BAGIAN DOKUMEN:
*-*-*

Historia/Tarikh

Mengirim Surat ke Beberapa Raja (Bagian Ketiga)

Foto: Unsplash
29views

Pada akhir tahun 6 H., setelah kembali dari Hudaibiyah, Rasulullah ﷺ menulis surat yang ditujukan kepada beberapa raja yang berisi seruan agar mereka masuk kepada Islam. Saat hendak menulis surat-surat yang ditujukan kepada beberapa raja, ada seseorang yang memberi tahu, “Sesungguhnya mereka tidak akan mau menerima kecuali jika surat itu disertai cap stempel. Karena itu, beliau membuat stempel yang terbuat dari perak, dengan cetakan yang berbunyi, “Muhammad Rasul Allah”. Cetakan tulisan ini tersusun dalam tiga baris: “Muhammad” satu baris, “Rasul” satu baris dan “Allah” satu baris, dengan susunan yang dimulai dari bawah:

الله

رسول

محمد

Beliau menunjuk beberapa orang sahabat sebagai kurir yang cukup mempunyai pengetahuan dan pengalaman. Beliau mengutus para kurir ini untuk menemui beberapa raja. Allamah Al-Manshurfuri memastikan bahwa beliau mengutus para kurir ini pada awal Muharam 7 H., beberapa hari sebelum pergi ke Khaibar. Berikut ini uraian dan isi surat-surat tersebut:

Surat kepada Al-Mundzir bin Sawa

Nabi ﷺ menulis surat kepada Al-Mundzir bin Sawa, penguasa Bahrain, yang berisi seruan agar dia masuk Islam. Beliau mengutus Al- Ala’ bin Al-Hadhrami untuk mengantarkannya. Setelah menerima dan membaca surat beliau, Al-Mundzir menulis balasannya sebagai berikut:

BACA JUGA: Mengirim Surat ke Beberapa Raja (Bagian Kedua)

*-*-*

DATA SUMBER:
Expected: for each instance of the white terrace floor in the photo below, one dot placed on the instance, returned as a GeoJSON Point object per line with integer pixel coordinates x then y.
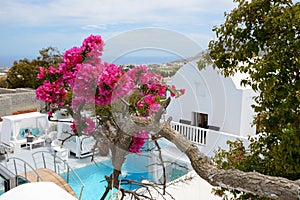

*-*-*

BAGIAN LATIHAN:
A: Sebutkan semua nama tempat yang disebut dalam teks tentang surat kepada para raja.
B: Tuliskan lanjutan teks tentang surat kepada para raja, dimulai dari titik akhirnya.

KUNCI JAWABAN:
A: Hudaibiyah, Khaibar, Bahrain

B:
Amma ba’d. Wahai Rasulullah, saya sudah membaca surat Tuan yang tertuju kepada rakyat Bahrain. Di antara mereka ada yang menyukai Islam dan kagum kepadanya lalu memeluknya, dan di antara mereka ada pula yang tidak menyukainya. Sementara di negeriku ada orang-orang Majusi dan Yahudi. Maka, tulislah lagi surat kepadaku yang bisa menjelaskan urusan Tuan.” Maka, Rasulullah ﷺ menulis surat lagi:

Dengan nama Allah Yang Maha Pengasih, Maha Penyayang.

Dari Muhammad Rasul Allah kepada Al-Mundzir bin Sawa. Kesejahteraan bagi dirimu. Aku memuji bagimu kepada Allah yang tiada Ilah yang berhak disembah selain-Nya. Aku bersaksi bahwa Muhammad adalah hamba dan Rasul-Nya, amma ba’d.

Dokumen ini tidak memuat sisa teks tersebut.